TASK GOAL - Your reply should repeat all records verbatim and contain no images.

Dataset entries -
--------

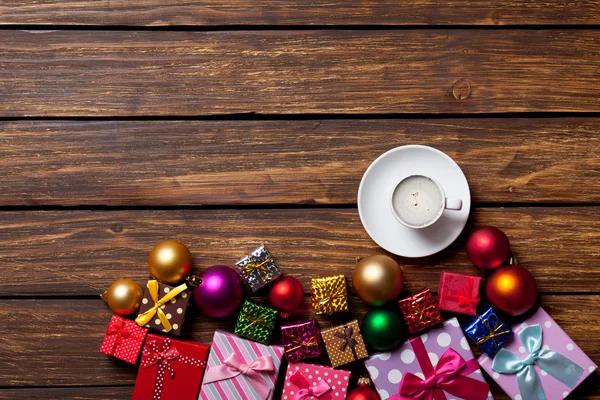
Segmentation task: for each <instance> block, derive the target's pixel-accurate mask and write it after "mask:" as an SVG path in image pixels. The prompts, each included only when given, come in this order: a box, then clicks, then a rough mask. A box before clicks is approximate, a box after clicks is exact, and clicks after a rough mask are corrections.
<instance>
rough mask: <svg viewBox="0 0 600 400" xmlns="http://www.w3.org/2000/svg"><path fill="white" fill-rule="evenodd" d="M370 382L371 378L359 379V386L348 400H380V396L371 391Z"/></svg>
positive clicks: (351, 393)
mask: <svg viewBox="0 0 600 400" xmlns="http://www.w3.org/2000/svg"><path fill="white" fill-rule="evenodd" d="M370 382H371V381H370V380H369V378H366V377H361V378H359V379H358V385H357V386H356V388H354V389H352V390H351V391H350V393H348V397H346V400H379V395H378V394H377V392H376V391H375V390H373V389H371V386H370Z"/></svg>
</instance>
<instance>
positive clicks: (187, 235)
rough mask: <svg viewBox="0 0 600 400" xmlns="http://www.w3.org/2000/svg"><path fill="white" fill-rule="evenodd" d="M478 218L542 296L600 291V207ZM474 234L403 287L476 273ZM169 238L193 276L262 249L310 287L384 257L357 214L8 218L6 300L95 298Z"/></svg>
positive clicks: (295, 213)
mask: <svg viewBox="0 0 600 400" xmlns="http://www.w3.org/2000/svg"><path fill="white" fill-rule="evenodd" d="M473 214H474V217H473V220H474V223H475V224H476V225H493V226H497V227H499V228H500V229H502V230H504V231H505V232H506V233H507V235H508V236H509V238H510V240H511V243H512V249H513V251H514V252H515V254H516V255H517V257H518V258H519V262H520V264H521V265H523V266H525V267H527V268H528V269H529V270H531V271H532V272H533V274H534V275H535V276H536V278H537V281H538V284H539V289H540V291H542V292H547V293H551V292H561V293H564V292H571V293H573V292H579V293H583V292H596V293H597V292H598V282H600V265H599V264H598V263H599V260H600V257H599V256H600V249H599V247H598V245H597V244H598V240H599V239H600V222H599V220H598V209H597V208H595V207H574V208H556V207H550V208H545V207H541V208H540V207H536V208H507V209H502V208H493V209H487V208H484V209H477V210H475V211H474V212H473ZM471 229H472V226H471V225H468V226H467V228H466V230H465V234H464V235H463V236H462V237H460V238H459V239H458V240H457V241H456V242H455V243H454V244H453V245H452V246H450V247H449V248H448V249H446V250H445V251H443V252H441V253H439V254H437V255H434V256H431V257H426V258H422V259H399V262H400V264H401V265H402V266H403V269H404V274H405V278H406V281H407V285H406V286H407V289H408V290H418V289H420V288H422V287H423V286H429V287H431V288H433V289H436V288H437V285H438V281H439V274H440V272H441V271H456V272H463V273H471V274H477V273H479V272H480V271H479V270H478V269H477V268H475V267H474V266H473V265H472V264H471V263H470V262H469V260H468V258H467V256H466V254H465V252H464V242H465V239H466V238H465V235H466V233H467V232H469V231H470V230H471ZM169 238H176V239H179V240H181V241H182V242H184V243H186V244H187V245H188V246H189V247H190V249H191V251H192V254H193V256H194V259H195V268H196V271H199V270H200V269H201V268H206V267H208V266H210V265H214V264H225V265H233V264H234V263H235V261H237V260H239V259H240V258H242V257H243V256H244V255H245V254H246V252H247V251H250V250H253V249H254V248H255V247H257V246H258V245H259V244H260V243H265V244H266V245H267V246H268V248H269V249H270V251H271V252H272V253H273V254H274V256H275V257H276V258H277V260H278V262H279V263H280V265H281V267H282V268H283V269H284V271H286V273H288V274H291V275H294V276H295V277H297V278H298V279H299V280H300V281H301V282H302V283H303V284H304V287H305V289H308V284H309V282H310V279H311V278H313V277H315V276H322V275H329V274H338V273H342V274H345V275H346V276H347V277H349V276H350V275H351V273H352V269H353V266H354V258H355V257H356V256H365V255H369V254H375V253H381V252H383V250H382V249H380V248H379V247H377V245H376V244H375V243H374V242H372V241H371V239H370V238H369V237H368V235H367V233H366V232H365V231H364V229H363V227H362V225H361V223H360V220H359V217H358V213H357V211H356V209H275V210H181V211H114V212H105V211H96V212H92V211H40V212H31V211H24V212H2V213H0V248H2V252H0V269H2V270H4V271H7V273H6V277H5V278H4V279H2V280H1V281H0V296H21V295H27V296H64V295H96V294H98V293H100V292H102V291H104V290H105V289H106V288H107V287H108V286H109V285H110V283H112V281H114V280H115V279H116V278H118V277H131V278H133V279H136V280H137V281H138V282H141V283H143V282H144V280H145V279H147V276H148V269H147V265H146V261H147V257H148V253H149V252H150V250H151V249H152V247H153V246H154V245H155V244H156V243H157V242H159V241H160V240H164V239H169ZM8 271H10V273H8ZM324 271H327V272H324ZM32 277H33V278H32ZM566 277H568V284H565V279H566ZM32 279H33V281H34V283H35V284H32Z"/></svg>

--------

ANSWER BELOW -
Segmentation task: for each <instance> block, derive the target's pixel-accurate mask and write it after "mask:" as an SVG path in image pixels. The prompts, each included only when given, come in this order: a box, then clicks, then a rough mask. A box before clicks is approximate, a box after clicks is exact, and clicks after a rough mask are corrections.
<instance>
rough mask: <svg viewBox="0 0 600 400" xmlns="http://www.w3.org/2000/svg"><path fill="white" fill-rule="evenodd" d="M370 382L371 378L359 379V386L348 400H380V396L371 391Z"/></svg>
positive clicks: (351, 393)
mask: <svg viewBox="0 0 600 400" xmlns="http://www.w3.org/2000/svg"><path fill="white" fill-rule="evenodd" d="M370 382H371V381H370V380H369V378H366V377H361V378H359V379H358V385H357V386H356V388H354V389H352V390H351V391H350V393H348V397H346V400H379V395H378V394H377V392H376V391H375V390H373V389H371V386H370Z"/></svg>
</instance>
<instance>
positive clicks: (187, 235)
rough mask: <svg viewBox="0 0 600 400" xmlns="http://www.w3.org/2000/svg"><path fill="white" fill-rule="evenodd" d="M478 218L542 296L600 291V207ZM474 234L403 287L476 273ZM169 238L193 276L262 249L310 287L384 257L357 214L8 218L6 300L95 298Z"/></svg>
positive clicks: (295, 213)
mask: <svg viewBox="0 0 600 400" xmlns="http://www.w3.org/2000/svg"><path fill="white" fill-rule="evenodd" d="M473 214H474V217H473V220H474V223H475V224H476V225H493V226H497V227H499V228H500V229H502V230H504V231H505V232H506V233H507V235H508V236H509V238H510V240H511V243H512V249H513V251H514V252H515V254H516V255H517V257H518V258H519V262H520V264H521V265H523V266H525V267H527V268H528V269H529V270H531V271H532V272H533V274H534V275H535V276H536V278H537V281H538V284H539V289H540V291H542V292H547V293H551V292H561V293H564V292H571V293H573V292H579V293H583V292H596V293H597V292H598V282H600V265H599V264H598V263H599V260H600V257H599V256H600V249H599V247H598V245H597V244H598V240H599V239H600V222H599V220H598V209H597V208H595V207H574V208H556V207H550V208H545V207H541V208H540V207H536V208H507V209H502V208H493V209H487V208H484V209H477V210H475V211H474V212H473ZM471 229H472V226H471V225H468V226H467V228H466V230H465V234H464V235H463V236H462V237H460V238H459V239H458V240H457V241H456V242H455V243H454V244H453V245H452V246H450V247H449V248H448V249H446V250H445V251H443V252H441V253H439V254H437V255H434V256H431V257H426V258H422V259H399V262H400V264H401V265H402V266H403V269H404V274H405V278H406V281H407V285H406V286H407V289H408V290H418V289H420V288H422V287H423V286H429V287H431V288H433V289H436V288H437V285H438V281H439V274H440V272H441V271H456V272H463V273H471V274H477V273H479V272H480V271H479V270H478V269H477V268H475V267H474V266H473V265H472V264H471V263H470V262H469V260H468V258H467V256H466V254H465V252H464V242H465V239H466V238H465V235H466V233H467V232H469V231H470V230H471ZM169 238H176V239H179V240H181V241H182V242H184V243H186V244H187V245H188V246H189V247H190V249H191V251H192V254H193V256H194V259H195V268H196V271H199V270H200V269H201V268H206V267H208V266H210V265H214V264H225V265H233V264H234V263H235V261H237V260H239V259H240V258H242V257H243V256H244V255H245V254H246V252H247V251H250V250H253V249H254V248H255V247H257V246H258V245H259V244H260V243H265V244H266V245H267V246H268V248H269V249H270V251H271V252H272V253H273V254H274V256H275V257H276V258H277V260H278V262H279V263H280V265H281V267H282V268H283V269H284V271H286V273H288V274H291V275H294V276H295V277H297V278H298V279H299V280H300V281H301V282H302V283H303V284H304V287H305V289H308V284H309V282H310V279H311V278H313V277H315V276H322V275H329V274H338V273H342V274H345V275H346V276H347V277H349V276H350V275H351V273H352V269H353V266H354V258H355V257H356V256H365V255H369V254H375V253H381V252H383V250H382V249H380V248H379V247H377V245H376V244H375V243H374V242H372V241H371V239H370V238H369V237H368V235H367V233H366V232H365V231H364V229H363V227H362V225H361V223H360V220H359V217H358V213H357V211H356V209H275V210H181V211H114V212H105V211H96V212H92V211H40V212H31V211H24V212H2V213H0V248H2V252H0V269H2V270H4V271H7V273H6V277H5V278H4V279H2V280H1V281H0V296H21V295H27V296H64V295H96V294H98V293H100V292H102V291H104V290H105V289H106V288H107V287H108V286H109V285H110V283H112V281H114V280H115V279H116V278H118V277H131V278H133V279H136V280H137V281H138V282H141V283H143V282H144V280H145V279H147V276H148V269H147V265H146V261H147V257H148V253H149V252H150V250H151V249H152V247H153V246H154V245H155V244H156V243H157V242H159V241H160V240H164V239H169ZM8 271H10V273H8ZM324 271H327V272H324ZM32 277H33V278H32ZM566 277H568V284H565V279H566ZM32 279H33V281H34V283H35V284H32Z"/></svg>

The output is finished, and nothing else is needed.